Source records:

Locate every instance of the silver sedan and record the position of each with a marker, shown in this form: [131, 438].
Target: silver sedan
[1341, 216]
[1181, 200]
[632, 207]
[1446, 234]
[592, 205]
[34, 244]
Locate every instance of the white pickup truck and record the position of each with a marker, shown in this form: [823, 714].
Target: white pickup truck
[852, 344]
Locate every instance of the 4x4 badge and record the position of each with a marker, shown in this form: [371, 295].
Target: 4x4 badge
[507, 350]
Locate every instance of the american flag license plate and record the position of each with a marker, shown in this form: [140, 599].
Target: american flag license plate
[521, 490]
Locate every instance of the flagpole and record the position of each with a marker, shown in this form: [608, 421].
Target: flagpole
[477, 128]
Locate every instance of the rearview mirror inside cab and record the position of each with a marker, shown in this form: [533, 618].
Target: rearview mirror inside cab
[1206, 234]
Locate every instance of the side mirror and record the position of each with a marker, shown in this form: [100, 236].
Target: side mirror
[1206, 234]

--

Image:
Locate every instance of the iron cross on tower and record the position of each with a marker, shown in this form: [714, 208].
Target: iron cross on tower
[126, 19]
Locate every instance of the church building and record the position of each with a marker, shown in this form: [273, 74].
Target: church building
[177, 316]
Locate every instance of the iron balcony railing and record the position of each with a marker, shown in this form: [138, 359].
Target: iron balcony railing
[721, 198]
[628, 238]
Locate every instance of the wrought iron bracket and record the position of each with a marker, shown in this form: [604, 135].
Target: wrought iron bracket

What you have to do: Print, from the entries above, the line with "Target: iron balcony railing", the line with "Target: wrought iron bracket" and all lines between them, exactly and with nothing else.

Output for this task:
Target: iron balcony railing
[721, 198]
[628, 238]
Locate every instance of the wrought iron bracket and record the position of each with a marker, shown in this form: [604, 135].
Target: wrought iron bracket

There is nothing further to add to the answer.